Premiere is a just-launched product that “enables video creators to publish a new pre-recorded video as a live moment,” Rajwet said. “Premieres bring publishers and fans together in a unique way. It starts with creating anticipation, leading to a premiere where publishers can connect with fans and have a more engaged discussion.”

Henick hit the stage to talk about the success of various content properties on Watch. In the Jada Pinkett Smith talk show Red Table Talk, for example, people can interact with the official show group, where they can talk about what topics and guests they want for future episodes. And in Huda Boss, people can help name new beauty products.

“Most traditional formats, like game shows and unscripted shows, can become more community oriented on Facebook,” Henick continued, hinting at what was to come.

Soon, a product called Confetti will launch in EMEA, APAC and LatAm, to give game shows that extra boost of live engagement. An upcoming format, World’s Most Amazing Dog created in partnership with The Dodo, is a “global competition show where anyone in the world can post an audition with their dog; the Facebook community will vote for the winner,” Henick said.

:: Task goal ::
Copy the Watch passage starting at the words "Henick hit the" and ending after "new beauty products.", and swap "future episodes" for "upcoming episodes". Rely only on the Watch passage.

:: Dataset content ::
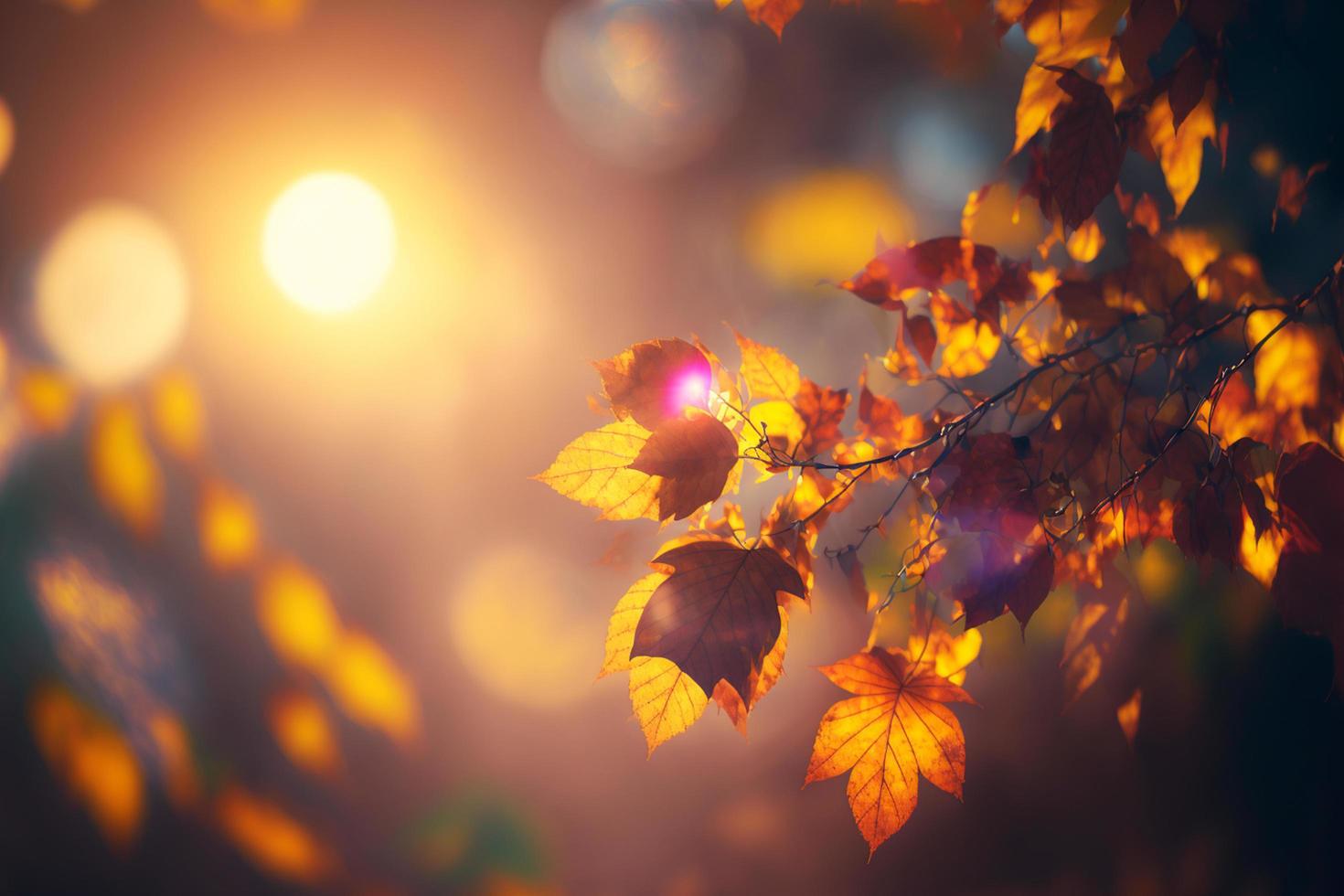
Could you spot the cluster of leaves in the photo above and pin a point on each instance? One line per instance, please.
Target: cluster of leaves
(1072, 414)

:: Task answer ::
Henick hit the stage to talk about the success of various content properties on Watch. In the Jada Pinkett Smith talk show Red Table Talk, for example, people can interact with the official show group, where they can talk about what topics and guests they want for upcoming episodes. And in Huda Boss, people can help name new beauty products.